───── TEXT SHOWN
The Material Measurement Lab provides measurements, standards, and data to ensure availability and sustainability of our water resources. MML supports accurate assessment of water quality, innovative water treatment technologies, and reliable water infrastructure.
Water Quality: Development of advanced measurement methods, reference materials, and reference data for the water measurement community to identify and measure current and emerging contaminants in water such as metals, nutrients, agricultural and industrial chemicals, disinfectants and disinfection byproducts, pharmaceuticals, antibiotics, and waterborne microbial pathogens.
Water Treatment: Development of systematic, quantitative measurements, methods, reference materials and reference data that enable manufacturers of water treatment materials, especially membranes, to improve material selection and design, for example: structure-property-performance relationships for reverse osmosis membranes.
Infrastructure Renewal: Development of standard reference materials (SRMs) and data for assessing pipeline condition, enabling effective and reliable infrastructure renewal, preventing microbial-induced corrosion, and elucidating correlations between water quality and infrastructure performance.
Accurate measurements of contaminants in water are critical to ensure the usability and safety of our water supplies. NIST has developed Standard Reference Materials (SRMs) for validating or calibrating methods for inorganic contaminants including SRM 1640a, Trace Elements in Natural Water; SRM 1643f, Trace Elements in Water; and SRM 1641e, Mercury in Water.
MML is also interested in developing validated analytical methodology for characterizing the organic contaminants in water, which comprise a vast array of compounds including pesticides, herbicides, pharmaceuticals, and industrial chemicals. These methods will enable contaminant discovery in water sources with different contaminants profiles and facilitate the development of much-needed SRMs for organic contaminants in water.
Microbes also comprise a major class of potential contaminants in water, and many serious illnesses such as Legionnaire's disease have been linked to waterborne pathogens. MML is expanding its capabilities in genomics-and metabolomics- based characterization of microbiomes, which will be used to assess microbial populations in water.
Ultimately, MML's rigorous methods for inorganics, organics, and microbes will be used to provide the measurement foundation to support sensor validation for the water monitoring community.
MML provides Standard Reference Data (SRD) to support the water measurement community. The most notable collections are the NIST/EPA/NIH Mass Spectral Database and the EPA Tandem Mass Spectrometry Library, which comprise spectra to assist with the identification of organic contaminants in water. Fundamental thermophysical water data are also provided in other SRD collections, including the NIST Reference Fluid Thermodynamic and Transport Properties Database (REFPROP) and the NIST/ASME Steam Properties Database.
In addition to NIST, there are many agencies and organizations that are concerned about the sustainability of our water resources. However, even with vast research efforts in water, there are still numerous problems for which solutions remain elusive. To help find the required solutions, various water prize challenge competitions have been established to crowd-source ideas and technologies from across the globe. MML staff have been participating as subject matter experts on many water prize teams, including those offered by the USBR and the Alliance for Coastal Technologies.
──────────
───── EXTRACTED ENTRIES
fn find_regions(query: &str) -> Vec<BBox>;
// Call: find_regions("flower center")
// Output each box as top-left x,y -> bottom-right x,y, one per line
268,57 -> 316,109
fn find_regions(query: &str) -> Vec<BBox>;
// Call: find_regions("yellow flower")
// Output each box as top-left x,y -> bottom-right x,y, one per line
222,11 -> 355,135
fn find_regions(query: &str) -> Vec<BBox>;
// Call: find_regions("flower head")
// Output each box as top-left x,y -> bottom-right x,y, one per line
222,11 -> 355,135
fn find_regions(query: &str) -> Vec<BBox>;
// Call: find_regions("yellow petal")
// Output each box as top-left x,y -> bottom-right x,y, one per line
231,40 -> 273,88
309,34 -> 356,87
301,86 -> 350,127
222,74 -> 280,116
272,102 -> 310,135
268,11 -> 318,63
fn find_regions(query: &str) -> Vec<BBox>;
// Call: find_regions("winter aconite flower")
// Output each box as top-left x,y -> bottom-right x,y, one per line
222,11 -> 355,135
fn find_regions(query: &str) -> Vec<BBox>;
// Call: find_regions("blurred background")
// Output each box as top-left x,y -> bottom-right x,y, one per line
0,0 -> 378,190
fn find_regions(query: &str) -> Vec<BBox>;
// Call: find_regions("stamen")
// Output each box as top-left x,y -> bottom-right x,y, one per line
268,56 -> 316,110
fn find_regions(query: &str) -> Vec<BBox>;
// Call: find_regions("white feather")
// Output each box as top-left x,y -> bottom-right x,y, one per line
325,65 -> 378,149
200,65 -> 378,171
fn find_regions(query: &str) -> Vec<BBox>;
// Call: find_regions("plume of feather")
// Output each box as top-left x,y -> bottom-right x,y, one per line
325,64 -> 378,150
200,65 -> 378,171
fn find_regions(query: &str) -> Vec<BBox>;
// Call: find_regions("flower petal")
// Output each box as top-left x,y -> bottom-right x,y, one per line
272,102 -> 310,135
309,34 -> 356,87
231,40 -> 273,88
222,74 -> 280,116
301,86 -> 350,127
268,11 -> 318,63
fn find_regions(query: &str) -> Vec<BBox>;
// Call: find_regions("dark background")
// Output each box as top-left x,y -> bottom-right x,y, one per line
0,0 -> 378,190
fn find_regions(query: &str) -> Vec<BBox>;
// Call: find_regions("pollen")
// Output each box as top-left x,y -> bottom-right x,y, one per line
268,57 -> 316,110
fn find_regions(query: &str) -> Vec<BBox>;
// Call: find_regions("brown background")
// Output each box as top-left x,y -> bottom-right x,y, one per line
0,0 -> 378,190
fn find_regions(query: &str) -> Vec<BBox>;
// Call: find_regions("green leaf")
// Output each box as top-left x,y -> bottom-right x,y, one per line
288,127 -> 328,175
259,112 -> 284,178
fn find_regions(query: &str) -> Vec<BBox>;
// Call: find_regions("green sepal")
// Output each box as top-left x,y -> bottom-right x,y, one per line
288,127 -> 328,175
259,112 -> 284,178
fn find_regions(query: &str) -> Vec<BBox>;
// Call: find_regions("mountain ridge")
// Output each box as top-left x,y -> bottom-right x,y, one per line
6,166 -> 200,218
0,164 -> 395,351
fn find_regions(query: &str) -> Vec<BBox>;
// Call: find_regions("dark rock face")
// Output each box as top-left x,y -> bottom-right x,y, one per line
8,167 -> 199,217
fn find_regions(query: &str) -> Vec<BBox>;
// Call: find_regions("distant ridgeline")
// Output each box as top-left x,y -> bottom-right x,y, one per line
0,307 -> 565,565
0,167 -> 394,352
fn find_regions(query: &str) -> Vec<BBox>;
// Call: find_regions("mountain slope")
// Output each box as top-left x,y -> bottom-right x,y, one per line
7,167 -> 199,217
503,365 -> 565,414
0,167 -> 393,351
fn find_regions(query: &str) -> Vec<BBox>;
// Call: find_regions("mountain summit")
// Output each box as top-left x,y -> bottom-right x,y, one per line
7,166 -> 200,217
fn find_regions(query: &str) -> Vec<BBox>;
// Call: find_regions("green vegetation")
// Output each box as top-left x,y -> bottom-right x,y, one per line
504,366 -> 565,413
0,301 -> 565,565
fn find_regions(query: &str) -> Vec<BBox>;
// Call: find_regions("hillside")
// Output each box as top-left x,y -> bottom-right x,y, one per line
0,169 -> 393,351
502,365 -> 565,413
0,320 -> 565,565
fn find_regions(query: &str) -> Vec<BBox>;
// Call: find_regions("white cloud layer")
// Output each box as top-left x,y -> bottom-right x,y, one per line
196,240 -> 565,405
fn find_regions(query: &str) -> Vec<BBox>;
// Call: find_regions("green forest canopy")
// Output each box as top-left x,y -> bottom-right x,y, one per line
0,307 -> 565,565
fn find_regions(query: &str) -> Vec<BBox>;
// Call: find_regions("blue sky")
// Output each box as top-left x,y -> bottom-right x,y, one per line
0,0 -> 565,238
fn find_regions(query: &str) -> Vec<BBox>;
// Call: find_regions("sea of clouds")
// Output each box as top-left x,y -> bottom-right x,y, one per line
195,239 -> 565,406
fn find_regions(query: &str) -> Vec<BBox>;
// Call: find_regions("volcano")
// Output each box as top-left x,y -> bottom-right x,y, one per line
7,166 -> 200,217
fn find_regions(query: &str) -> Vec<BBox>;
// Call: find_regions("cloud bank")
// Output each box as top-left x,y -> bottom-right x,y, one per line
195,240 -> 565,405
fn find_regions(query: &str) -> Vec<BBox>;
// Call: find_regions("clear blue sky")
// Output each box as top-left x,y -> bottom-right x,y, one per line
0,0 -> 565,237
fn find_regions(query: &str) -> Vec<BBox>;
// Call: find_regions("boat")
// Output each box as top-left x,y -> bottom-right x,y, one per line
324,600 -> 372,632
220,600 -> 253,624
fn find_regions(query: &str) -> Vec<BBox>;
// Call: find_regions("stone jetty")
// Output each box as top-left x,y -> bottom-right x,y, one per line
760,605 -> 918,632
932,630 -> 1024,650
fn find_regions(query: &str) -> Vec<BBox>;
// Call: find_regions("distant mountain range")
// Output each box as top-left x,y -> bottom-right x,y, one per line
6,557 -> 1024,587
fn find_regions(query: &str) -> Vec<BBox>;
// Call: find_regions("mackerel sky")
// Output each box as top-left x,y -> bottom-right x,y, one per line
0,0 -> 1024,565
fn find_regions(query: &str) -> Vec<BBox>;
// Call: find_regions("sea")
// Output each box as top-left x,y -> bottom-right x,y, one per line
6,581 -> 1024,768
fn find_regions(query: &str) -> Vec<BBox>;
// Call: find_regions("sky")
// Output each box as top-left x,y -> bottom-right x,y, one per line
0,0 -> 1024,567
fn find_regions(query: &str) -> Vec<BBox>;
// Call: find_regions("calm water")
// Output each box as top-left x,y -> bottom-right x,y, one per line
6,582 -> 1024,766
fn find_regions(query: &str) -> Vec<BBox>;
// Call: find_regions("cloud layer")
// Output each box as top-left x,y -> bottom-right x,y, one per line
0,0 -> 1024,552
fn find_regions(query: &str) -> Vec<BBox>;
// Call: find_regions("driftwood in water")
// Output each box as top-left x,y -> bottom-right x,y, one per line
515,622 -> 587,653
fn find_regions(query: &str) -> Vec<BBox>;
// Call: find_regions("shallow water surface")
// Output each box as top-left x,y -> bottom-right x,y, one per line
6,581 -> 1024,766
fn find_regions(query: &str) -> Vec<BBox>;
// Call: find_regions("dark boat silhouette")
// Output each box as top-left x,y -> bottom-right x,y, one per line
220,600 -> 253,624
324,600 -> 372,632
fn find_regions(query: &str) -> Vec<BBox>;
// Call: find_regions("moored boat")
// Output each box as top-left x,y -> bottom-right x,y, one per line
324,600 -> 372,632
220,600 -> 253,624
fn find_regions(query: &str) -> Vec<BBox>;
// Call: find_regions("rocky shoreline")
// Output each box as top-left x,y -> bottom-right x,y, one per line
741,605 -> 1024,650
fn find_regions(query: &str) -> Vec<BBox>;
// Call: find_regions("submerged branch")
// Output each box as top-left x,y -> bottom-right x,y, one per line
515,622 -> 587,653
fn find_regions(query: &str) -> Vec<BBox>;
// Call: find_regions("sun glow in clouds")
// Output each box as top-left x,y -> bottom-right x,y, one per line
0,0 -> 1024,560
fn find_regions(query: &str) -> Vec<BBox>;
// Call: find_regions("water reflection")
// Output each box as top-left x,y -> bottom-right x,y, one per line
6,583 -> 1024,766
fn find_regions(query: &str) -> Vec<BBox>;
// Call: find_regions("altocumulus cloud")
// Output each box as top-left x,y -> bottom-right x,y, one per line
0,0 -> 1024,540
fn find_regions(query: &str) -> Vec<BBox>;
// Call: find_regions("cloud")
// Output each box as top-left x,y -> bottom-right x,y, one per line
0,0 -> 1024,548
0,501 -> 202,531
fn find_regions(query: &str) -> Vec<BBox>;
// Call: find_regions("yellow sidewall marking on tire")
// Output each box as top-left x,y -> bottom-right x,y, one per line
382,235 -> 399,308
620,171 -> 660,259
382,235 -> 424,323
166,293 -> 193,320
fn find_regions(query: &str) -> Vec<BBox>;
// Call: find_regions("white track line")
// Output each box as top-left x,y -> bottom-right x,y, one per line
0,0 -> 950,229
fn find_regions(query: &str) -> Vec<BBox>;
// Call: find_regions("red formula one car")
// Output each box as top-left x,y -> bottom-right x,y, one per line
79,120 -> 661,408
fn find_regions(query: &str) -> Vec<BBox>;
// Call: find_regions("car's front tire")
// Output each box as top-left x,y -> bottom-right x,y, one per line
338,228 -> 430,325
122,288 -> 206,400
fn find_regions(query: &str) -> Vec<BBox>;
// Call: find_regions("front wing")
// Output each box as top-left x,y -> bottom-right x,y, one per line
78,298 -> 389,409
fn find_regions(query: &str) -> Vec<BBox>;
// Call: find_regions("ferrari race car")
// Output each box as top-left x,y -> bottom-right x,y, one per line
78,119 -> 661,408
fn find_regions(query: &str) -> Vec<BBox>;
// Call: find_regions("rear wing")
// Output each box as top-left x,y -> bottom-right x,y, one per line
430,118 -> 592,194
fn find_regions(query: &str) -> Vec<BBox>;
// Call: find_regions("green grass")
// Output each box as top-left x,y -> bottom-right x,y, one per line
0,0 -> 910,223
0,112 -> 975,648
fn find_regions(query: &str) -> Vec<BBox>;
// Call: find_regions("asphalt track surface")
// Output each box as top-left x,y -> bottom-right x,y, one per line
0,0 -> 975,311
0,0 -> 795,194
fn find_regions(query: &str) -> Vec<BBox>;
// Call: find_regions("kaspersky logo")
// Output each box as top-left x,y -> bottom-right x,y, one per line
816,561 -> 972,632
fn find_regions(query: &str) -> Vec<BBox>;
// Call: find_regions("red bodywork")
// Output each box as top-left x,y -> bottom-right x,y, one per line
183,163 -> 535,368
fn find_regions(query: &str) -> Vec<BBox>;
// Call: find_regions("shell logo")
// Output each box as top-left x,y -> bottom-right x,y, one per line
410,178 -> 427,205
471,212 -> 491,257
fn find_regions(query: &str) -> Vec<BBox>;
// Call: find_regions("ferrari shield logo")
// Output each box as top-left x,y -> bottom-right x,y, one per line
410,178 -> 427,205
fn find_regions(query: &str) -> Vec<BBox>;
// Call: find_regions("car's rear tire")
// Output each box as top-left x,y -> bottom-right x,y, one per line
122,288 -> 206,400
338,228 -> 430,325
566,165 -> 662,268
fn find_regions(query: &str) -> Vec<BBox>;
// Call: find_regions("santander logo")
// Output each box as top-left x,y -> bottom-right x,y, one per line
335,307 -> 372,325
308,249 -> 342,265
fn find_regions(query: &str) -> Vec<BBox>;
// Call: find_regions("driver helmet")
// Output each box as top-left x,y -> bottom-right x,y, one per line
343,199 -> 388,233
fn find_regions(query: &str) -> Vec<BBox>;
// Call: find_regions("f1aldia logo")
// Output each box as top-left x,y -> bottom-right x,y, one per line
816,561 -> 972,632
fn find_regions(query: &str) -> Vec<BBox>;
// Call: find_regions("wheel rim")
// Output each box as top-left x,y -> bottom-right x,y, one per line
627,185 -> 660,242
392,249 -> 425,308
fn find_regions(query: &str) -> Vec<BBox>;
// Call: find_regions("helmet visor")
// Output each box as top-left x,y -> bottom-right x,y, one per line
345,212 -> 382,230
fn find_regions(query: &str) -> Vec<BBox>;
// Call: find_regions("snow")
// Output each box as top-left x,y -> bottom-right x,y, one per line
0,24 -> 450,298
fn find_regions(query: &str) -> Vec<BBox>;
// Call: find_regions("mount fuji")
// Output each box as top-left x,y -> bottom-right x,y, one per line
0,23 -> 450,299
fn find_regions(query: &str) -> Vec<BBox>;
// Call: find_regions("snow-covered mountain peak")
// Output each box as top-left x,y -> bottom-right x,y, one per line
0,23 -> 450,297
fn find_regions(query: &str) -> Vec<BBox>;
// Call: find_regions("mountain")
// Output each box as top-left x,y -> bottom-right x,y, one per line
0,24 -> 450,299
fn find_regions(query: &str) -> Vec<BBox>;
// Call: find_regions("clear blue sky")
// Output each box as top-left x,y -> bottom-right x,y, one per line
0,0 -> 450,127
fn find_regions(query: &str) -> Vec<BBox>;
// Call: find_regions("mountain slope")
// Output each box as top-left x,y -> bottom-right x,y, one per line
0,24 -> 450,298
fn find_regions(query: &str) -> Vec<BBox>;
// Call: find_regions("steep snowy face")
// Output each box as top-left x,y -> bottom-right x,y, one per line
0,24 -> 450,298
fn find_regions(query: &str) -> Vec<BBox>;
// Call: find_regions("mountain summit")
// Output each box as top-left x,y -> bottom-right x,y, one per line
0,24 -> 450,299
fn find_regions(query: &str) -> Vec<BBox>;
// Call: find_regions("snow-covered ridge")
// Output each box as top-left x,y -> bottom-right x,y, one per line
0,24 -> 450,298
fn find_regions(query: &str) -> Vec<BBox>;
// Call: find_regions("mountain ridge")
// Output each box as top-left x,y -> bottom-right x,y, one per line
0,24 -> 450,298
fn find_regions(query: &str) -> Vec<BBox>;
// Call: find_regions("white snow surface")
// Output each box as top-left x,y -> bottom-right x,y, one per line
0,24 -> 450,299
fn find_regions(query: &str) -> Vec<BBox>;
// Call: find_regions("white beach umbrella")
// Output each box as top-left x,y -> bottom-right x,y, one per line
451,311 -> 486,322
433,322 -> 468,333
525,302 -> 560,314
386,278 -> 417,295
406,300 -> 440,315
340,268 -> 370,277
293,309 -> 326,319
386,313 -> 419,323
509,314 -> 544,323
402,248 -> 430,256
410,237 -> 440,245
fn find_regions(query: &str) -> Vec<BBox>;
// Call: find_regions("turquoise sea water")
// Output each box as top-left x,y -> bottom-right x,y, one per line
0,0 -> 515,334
──────────
**HOW TO COMPLETE THIS TASK:**
Repeat word for word the part of the water measurement text between "The Material Measurement" and "reliable water infrastructure.", inclusive.

**SOLUTION TO THE EXERCISE:**
The Material Measurement Lab provides measurements, standards, and data to ensure availability and sustainability of our water resources. MML supports accurate assessment of water quality, innovative water treatment technologies, and reliable water infrastructure.